* Objective A: Identify every line in the records that contains the string "cabinet", and copy each of those lines. Matching is case-sensitive.
* Objective B: Continue the parliamentary exchange on fuel poverty from the point where it stops.

* Text passage:

###

Volume 729: debated on Wednesday 13 July 2011

Question

Asked by

To ask Her Majesty’s Government what progress has been made in carrying out their “full-scale review of fuel poverty and its implementation”, with special regard to energy companies adopting a rising block tariff system of charging.

My Lords, the Secretary of State announced on 14 March 2011 that Professor John Hills would undertake an independent review of fuel poverty. He has been asked to consider fuel poverty from first principles—what causes it, its effects and how best to measure it—with interim findings expected in the autumn and a final report in early 2012. The review is independent. Its conclusions will be evidence-based and have not been and will not be pre-judged or pre-agreed with the Government.

My Lords, I thank my noble friend for that encouraging reply. It is good that Professor Hills will carry out that work. The problem is that energy companies recover their fixed costs from the first few hundred units they charge each customer, and the more energy used the lower the charge per unit. This seems topsy-turvy to me and does nothing to encourage us to use less energy. It is no wonder that there are millions of households in fuel poverty. With energy prices set to surge, surely the first few hundred units consumed should be relatively cheap and then the charging should get progressively more expensive per unit.

###

* Given records:
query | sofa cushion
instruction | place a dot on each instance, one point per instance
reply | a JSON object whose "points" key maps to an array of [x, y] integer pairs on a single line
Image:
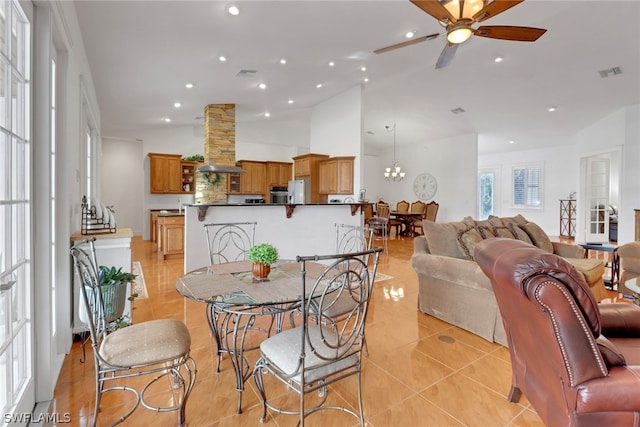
{"points": [[467, 240], [443, 237], [538, 237], [519, 233], [503, 231]]}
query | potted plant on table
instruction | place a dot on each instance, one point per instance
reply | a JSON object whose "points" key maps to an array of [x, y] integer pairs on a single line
{"points": [[262, 256]]}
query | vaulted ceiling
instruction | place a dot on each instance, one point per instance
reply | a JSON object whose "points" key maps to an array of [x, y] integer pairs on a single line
{"points": [[142, 53]]}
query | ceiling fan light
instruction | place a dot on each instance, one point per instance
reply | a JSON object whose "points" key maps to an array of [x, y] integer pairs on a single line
{"points": [[459, 35]]}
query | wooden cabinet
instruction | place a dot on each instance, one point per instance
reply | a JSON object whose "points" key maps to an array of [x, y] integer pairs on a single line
{"points": [[188, 176], [279, 173], [165, 173], [308, 165], [252, 181], [170, 235], [336, 175]]}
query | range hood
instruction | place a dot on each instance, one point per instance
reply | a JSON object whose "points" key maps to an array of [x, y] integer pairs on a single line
{"points": [[213, 168]]}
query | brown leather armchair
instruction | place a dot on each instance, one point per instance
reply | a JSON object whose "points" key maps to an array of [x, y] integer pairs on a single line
{"points": [[576, 361]]}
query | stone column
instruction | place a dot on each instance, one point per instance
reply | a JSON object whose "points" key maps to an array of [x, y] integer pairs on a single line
{"points": [[220, 148]]}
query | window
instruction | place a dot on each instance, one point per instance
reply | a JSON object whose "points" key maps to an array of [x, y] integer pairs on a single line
{"points": [[527, 186]]}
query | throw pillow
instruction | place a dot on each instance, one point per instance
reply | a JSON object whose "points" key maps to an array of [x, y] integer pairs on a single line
{"points": [[467, 240], [538, 237], [503, 231], [485, 231]]}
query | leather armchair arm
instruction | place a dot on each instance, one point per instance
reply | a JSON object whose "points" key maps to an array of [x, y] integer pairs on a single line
{"points": [[617, 392], [619, 320]]}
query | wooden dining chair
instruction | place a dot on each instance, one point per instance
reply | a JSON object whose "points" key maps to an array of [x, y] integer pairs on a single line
{"points": [[401, 206], [418, 206]]}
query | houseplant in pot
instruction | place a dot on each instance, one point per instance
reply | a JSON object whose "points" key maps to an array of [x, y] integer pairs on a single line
{"points": [[262, 256], [113, 282]]}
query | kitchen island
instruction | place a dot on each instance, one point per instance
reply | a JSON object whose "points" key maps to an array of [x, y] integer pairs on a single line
{"points": [[302, 229]]}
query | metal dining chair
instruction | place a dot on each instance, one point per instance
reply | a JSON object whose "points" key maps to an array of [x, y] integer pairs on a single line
{"points": [[226, 242], [316, 354], [155, 349]]}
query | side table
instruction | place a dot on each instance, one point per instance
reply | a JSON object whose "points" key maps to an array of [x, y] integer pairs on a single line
{"points": [[634, 286], [613, 264]]}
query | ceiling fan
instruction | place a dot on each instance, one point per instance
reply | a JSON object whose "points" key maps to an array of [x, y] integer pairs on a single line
{"points": [[458, 16]]}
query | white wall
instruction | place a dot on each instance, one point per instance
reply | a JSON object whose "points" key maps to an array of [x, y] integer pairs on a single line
{"points": [[452, 161], [120, 189], [336, 130], [618, 131]]}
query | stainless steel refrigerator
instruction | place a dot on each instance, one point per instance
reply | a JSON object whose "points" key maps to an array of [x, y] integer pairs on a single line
{"points": [[298, 190]]}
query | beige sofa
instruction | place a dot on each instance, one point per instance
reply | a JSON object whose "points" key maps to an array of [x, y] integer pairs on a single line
{"points": [[454, 289]]}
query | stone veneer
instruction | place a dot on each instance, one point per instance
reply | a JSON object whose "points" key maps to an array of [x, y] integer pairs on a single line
{"points": [[219, 147]]}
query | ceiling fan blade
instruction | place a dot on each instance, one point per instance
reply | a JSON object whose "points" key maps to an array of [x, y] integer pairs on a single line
{"points": [[435, 9], [407, 43], [446, 55], [522, 34], [494, 8]]}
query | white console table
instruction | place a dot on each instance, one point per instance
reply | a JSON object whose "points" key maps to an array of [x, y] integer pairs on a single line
{"points": [[112, 249]]}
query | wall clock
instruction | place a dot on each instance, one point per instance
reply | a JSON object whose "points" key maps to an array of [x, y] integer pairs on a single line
{"points": [[425, 186]]}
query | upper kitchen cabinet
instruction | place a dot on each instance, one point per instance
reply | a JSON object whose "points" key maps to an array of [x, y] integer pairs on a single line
{"points": [[188, 176], [308, 166], [165, 173], [279, 173], [252, 181], [336, 175]]}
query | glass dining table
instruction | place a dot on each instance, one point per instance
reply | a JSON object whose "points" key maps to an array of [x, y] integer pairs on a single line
{"points": [[241, 311]]}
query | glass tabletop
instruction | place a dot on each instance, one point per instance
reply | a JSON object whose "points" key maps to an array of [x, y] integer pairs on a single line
{"points": [[233, 283]]}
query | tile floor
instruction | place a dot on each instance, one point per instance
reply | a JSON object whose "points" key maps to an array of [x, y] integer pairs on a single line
{"points": [[412, 376]]}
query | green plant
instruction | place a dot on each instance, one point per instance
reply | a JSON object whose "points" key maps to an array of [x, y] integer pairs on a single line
{"points": [[264, 253], [194, 158], [111, 276], [111, 279]]}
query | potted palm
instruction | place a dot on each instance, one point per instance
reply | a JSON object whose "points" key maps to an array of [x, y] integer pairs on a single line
{"points": [[113, 282], [262, 256]]}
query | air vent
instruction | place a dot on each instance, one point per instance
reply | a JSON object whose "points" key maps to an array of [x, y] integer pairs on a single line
{"points": [[246, 73], [610, 72]]}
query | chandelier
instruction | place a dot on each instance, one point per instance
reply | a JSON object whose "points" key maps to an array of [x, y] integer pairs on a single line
{"points": [[393, 173]]}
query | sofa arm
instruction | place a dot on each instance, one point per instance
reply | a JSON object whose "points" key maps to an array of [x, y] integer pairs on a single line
{"points": [[420, 245], [619, 320], [568, 250], [448, 269]]}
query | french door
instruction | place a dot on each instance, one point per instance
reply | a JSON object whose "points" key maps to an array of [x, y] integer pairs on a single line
{"points": [[597, 199], [17, 393]]}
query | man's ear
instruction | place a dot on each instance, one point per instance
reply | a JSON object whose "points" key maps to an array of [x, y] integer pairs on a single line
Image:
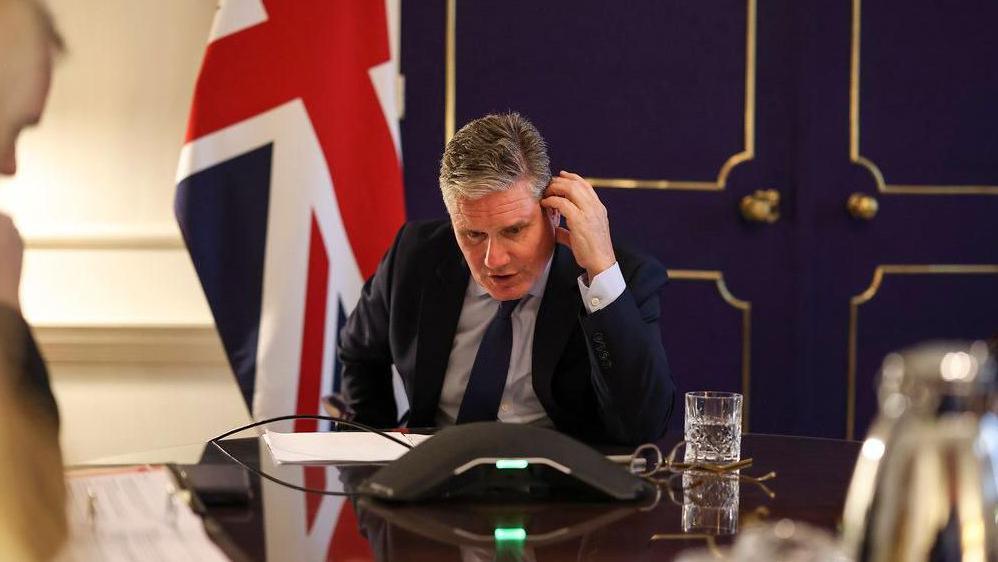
{"points": [[554, 215]]}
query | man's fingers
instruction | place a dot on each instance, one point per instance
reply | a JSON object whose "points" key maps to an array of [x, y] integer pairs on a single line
{"points": [[567, 208], [563, 236]]}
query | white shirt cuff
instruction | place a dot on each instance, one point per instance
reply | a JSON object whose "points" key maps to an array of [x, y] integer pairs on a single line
{"points": [[604, 288]]}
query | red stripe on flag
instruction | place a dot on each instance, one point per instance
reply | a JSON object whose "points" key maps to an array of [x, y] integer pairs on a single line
{"points": [[321, 52], [346, 543], [312, 349]]}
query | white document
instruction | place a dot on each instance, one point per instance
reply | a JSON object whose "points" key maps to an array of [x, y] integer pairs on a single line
{"points": [[337, 446], [129, 514]]}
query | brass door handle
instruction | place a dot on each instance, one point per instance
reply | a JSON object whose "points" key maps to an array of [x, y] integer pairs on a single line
{"points": [[862, 206], [761, 206]]}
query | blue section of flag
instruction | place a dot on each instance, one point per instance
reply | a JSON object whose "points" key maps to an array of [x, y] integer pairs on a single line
{"points": [[222, 213]]}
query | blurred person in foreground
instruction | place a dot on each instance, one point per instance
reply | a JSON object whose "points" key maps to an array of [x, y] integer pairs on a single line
{"points": [[499, 313], [32, 492]]}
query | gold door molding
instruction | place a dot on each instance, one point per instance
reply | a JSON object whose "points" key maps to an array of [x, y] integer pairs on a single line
{"points": [[748, 150], [867, 295], [854, 151], [746, 308]]}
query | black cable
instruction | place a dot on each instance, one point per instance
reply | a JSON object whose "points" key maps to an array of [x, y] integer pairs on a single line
{"points": [[215, 441]]}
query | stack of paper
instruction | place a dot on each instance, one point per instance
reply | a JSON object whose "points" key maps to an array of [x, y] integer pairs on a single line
{"points": [[337, 447], [127, 514]]}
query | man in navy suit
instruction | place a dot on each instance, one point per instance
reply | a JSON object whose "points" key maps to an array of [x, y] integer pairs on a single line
{"points": [[500, 313]]}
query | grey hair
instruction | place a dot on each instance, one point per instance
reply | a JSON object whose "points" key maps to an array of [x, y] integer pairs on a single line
{"points": [[490, 153]]}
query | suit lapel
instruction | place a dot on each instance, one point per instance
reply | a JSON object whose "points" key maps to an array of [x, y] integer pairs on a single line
{"points": [[556, 321], [439, 310]]}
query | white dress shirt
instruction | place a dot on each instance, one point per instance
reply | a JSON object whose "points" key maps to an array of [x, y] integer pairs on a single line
{"points": [[519, 403]]}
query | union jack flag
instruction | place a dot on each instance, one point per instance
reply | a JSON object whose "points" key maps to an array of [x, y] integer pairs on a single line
{"points": [[289, 190]]}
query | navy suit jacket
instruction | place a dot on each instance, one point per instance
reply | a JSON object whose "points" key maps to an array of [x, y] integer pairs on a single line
{"points": [[601, 377]]}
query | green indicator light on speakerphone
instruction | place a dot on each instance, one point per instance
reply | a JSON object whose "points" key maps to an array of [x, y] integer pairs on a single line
{"points": [[510, 534]]}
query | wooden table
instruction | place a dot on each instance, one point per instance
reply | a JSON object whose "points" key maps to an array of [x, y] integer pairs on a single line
{"points": [[284, 524]]}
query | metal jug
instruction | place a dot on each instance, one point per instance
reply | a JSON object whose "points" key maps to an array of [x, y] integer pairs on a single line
{"points": [[925, 486]]}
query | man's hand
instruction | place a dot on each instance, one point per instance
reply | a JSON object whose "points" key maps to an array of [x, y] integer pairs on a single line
{"points": [[588, 233], [11, 256]]}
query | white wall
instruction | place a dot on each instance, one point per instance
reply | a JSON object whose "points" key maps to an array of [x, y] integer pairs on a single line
{"points": [[105, 271]]}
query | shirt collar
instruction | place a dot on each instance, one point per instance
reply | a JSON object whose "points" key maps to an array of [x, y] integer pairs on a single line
{"points": [[536, 290]]}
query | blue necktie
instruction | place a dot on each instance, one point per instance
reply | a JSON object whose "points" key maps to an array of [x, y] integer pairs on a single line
{"points": [[488, 375]]}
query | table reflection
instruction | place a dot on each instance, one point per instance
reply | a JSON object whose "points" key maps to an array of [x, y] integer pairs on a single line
{"points": [[694, 510]]}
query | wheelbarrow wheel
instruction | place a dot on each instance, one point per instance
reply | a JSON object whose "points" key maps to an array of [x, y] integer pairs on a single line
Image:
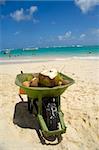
{"points": [[59, 138], [30, 105]]}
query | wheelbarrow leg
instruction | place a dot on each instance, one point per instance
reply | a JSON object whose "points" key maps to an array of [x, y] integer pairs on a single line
{"points": [[30, 105]]}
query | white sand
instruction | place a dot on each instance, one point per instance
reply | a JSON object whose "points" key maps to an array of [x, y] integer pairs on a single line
{"points": [[79, 103]]}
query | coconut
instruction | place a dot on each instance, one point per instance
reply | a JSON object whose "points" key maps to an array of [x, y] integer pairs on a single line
{"points": [[34, 82]]}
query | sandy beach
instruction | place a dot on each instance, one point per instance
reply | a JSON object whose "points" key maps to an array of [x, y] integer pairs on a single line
{"points": [[79, 103]]}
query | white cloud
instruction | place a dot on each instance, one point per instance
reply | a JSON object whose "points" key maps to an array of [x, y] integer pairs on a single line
{"points": [[86, 5], [82, 35], [67, 35], [16, 33], [33, 9], [22, 14]]}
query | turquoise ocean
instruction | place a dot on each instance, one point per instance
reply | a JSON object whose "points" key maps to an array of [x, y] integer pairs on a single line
{"points": [[74, 51]]}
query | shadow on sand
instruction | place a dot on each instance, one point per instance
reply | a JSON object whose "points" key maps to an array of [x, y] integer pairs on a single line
{"points": [[24, 119]]}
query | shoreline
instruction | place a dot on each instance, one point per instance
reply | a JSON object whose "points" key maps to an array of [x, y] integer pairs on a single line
{"points": [[79, 103], [44, 59]]}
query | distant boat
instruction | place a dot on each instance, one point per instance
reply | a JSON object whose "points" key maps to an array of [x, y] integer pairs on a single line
{"points": [[79, 46], [36, 48]]}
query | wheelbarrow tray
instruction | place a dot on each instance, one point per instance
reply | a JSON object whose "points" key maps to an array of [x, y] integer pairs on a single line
{"points": [[35, 92]]}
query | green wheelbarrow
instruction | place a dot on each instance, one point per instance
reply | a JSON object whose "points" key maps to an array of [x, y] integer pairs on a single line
{"points": [[46, 102]]}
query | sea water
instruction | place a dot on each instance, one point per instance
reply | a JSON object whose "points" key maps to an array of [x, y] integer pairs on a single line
{"points": [[57, 52]]}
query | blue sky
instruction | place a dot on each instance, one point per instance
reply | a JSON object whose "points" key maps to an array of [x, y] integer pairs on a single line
{"points": [[41, 24]]}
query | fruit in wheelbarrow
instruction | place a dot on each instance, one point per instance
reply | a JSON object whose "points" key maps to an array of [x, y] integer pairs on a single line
{"points": [[34, 82], [26, 83], [50, 78]]}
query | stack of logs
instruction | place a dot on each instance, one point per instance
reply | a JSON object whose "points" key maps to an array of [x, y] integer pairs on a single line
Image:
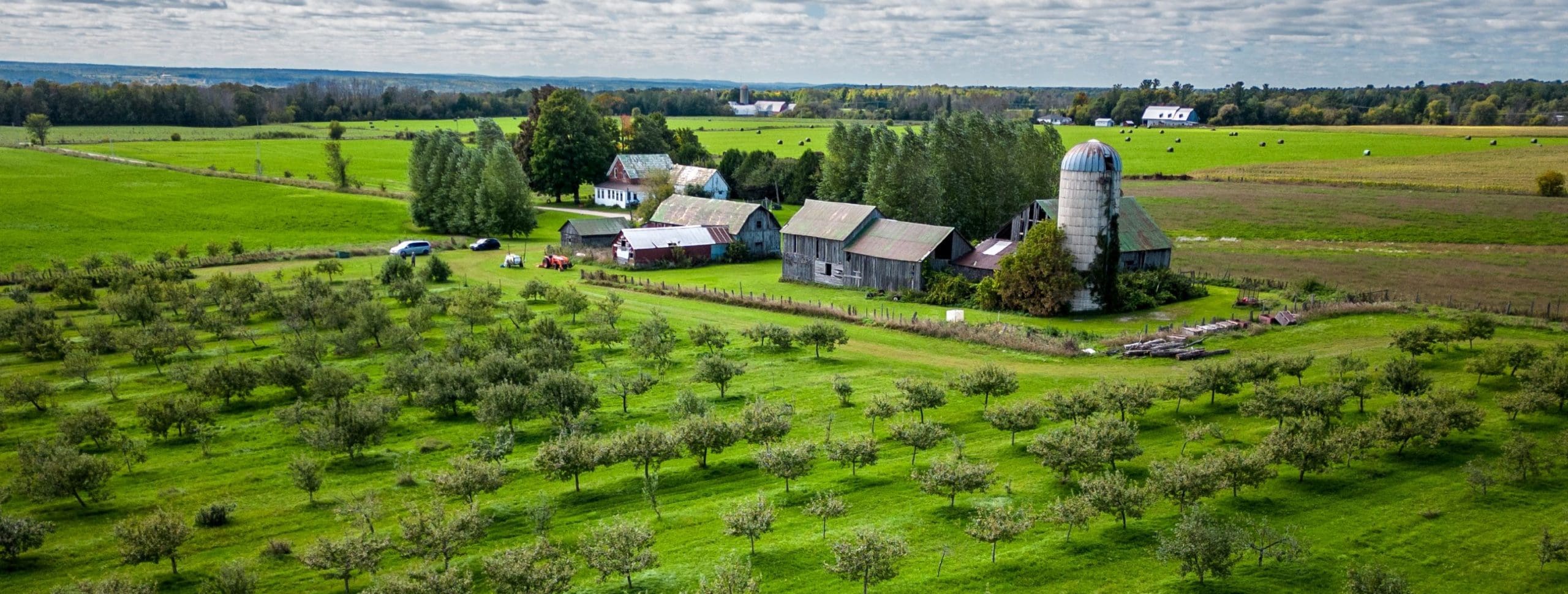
{"points": [[1170, 347]]}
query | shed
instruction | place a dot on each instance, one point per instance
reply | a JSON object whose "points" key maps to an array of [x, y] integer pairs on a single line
{"points": [[892, 254], [814, 240], [1140, 240], [651, 245], [747, 221], [852, 245], [592, 232]]}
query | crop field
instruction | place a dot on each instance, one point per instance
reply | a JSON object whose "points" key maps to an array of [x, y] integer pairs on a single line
{"points": [[1431, 243], [1409, 510], [71, 207], [1509, 170]]}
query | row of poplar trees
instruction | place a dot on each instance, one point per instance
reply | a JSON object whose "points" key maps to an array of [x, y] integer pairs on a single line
{"points": [[965, 170], [479, 190]]}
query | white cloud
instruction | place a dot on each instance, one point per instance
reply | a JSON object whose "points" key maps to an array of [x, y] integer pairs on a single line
{"points": [[1057, 43]]}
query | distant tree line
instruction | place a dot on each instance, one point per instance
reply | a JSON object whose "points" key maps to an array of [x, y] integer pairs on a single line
{"points": [[1512, 102]]}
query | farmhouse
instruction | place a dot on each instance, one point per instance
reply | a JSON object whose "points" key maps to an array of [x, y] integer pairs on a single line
{"points": [[852, 245], [651, 245], [1169, 116], [623, 185], [592, 232], [748, 223], [686, 178]]}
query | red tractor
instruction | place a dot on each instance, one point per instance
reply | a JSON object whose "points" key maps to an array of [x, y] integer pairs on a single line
{"points": [[557, 262]]}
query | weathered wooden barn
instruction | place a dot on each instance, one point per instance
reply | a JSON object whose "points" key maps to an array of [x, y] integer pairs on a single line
{"points": [[747, 221], [852, 245], [592, 232], [1142, 242], [651, 245]]}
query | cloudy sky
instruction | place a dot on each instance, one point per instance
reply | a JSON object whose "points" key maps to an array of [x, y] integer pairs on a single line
{"points": [[1054, 43]]}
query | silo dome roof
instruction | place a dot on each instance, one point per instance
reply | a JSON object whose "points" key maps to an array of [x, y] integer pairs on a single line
{"points": [[1092, 156]]}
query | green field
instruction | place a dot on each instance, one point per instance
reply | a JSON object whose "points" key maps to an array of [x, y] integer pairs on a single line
{"points": [[69, 207], [1371, 510], [385, 161]]}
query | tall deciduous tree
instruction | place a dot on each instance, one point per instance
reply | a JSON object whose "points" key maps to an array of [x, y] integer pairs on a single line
{"points": [[573, 145]]}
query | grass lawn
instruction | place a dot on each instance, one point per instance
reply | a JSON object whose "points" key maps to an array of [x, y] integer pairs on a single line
{"points": [[1370, 511], [69, 207]]}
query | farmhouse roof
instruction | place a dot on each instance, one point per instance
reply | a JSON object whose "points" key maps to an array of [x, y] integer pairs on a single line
{"points": [[665, 237], [1134, 226], [684, 210], [828, 220], [899, 240], [686, 175], [597, 226], [637, 167], [989, 254]]}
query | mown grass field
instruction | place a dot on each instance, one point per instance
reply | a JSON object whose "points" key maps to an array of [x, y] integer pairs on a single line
{"points": [[385, 161], [1470, 246], [71, 207], [1368, 511]]}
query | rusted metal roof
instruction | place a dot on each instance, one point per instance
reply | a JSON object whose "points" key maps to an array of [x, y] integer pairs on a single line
{"points": [[665, 237], [1092, 156], [828, 220], [1136, 228], [987, 254], [597, 226], [681, 210], [897, 240]]}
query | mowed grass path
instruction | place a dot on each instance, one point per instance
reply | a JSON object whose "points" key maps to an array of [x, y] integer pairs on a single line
{"points": [[68, 207], [1370, 511]]}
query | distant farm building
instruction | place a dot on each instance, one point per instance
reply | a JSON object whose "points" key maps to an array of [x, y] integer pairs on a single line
{"points": [[592, 232], [745, 221], [1169, 116], [747, 107], [651, 245], [684, 178], [852, 245], [1092, 173], [623, 185]]}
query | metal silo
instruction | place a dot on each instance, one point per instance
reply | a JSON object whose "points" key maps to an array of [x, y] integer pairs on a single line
{"points": [[1087, 210]]}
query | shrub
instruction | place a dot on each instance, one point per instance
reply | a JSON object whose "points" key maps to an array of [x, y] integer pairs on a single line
{"points": [[1550, 184], [278, 547], [214, 514]]}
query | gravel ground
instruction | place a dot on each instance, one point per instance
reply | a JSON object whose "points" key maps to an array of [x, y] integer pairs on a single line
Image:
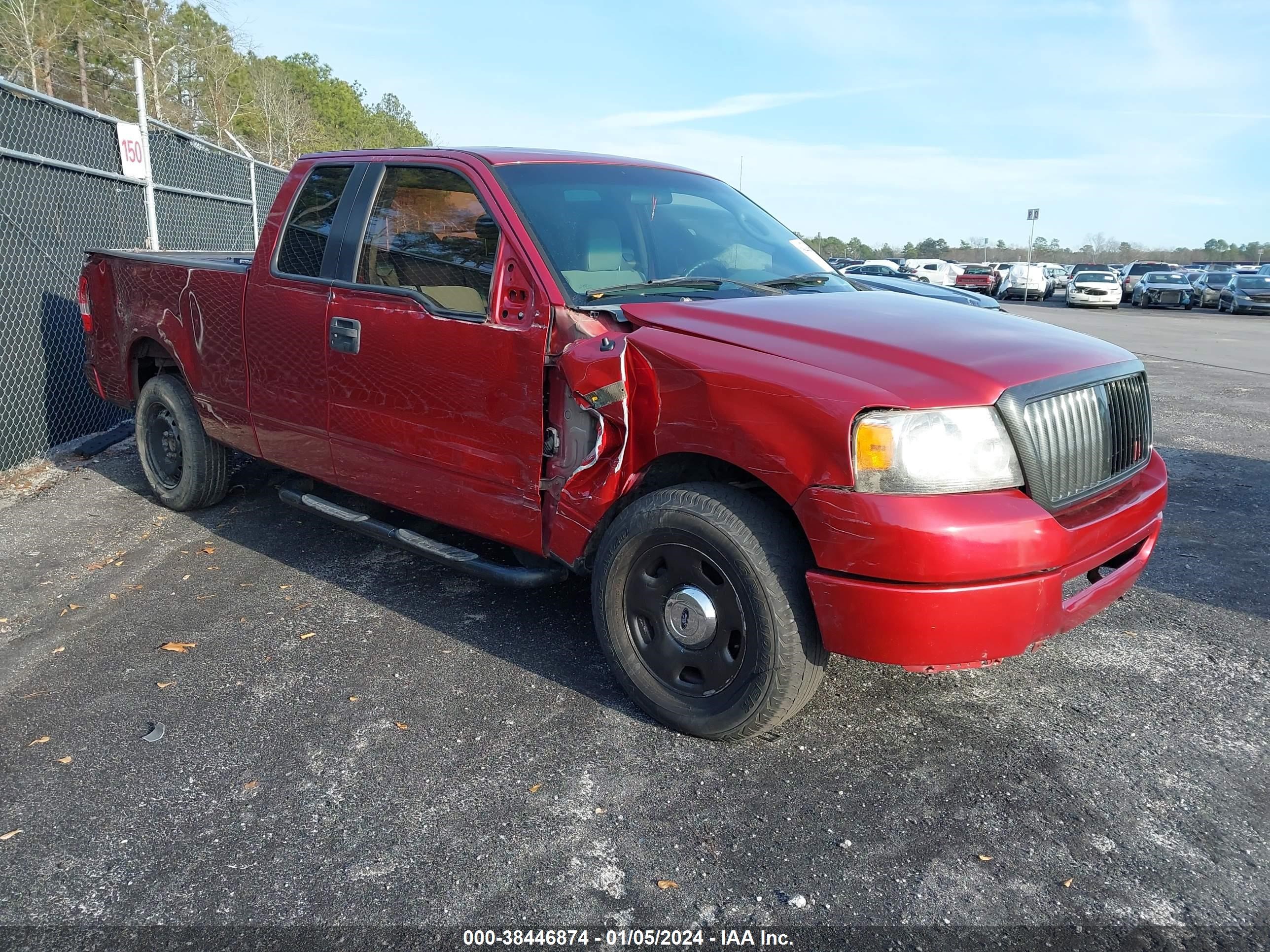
{"points": [[442, 754]]}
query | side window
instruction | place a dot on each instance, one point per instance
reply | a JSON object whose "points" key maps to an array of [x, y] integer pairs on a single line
{"points": [[304, 240], [429, 233]]}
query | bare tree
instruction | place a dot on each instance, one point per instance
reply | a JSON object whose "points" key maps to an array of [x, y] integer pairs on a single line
{"points": [[285, 117], [31, 31]]}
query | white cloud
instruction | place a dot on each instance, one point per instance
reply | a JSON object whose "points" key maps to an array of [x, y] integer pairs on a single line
{"points": [[732, 106]]}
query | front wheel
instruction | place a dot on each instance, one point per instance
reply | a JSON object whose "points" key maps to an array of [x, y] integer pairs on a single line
{"points": [[703, 611], [184, 466]]}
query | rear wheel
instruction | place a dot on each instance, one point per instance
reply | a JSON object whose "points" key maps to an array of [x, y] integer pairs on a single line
{"points": [[703, 611], [184, 466]]}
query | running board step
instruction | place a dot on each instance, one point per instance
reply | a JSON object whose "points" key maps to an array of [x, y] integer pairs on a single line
{"points": [[469, 563]]}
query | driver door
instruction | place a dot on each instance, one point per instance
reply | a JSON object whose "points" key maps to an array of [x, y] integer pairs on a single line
{"points": [[436, 356]]}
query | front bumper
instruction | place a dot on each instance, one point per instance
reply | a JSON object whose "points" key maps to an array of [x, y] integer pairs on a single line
{"points": [[936, 583]]}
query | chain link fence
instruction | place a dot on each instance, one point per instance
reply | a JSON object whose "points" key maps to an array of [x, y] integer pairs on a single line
{"points": [[63, 191]]}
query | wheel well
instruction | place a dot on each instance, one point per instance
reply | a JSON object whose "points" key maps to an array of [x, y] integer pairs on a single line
{"points": [[675, 470], [150, 358]]}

###

* Result A:
query | wooden cabinet
query | upper kitchen cabinet

* Result B:
I am very grateful to my noble friend. This is a subject that we have discussed on many occasions. Indeed, our officials have offered to meet him to discuss it, which I am delighted to say they will in September. I can also inform my noble friend that I have written to Professor Hills and suggested that he might like to talk to noble Lords and hear their views, bearing in mind that his is an independent review so I am not allowed to insist upon that. I am delighted that he has offered a date in August, which is probably not that convenient to noble Lords, so he has agreed to see your Lordships in September. I hope that the input from my noble friend will then be extremely invaluable.

My Lords, can the Minister ask Professor Hills and his officials to refer back to a series of amendments that I moved on previous energy Bills as they went through this House, which set out in detail the structure for a rising block tariff scheme? Those amendments were supported by a number of lobbies outside the House and they met precisely the objectives set by the noble Earl, Lord Cathcart, in his question.

Well, the noble Lord knows that my knowledge of ancient history is less than my knowledge of science, so I am afraid that I am not familiar with his expertise or his amendments to Bills that were taken through the House. However, the problem with the rising tariff is that the people who use the most energy are those in the poorest homes, which require the most heating. It is not as simple as waving a magic wand. It is therefore imperative that we progress with things such as the Green Deal and drive in the efficiency measures that we are setting out through it before we revisit this excellent point, which we are very sympathetic and open to, later on when that Green Deal is in action.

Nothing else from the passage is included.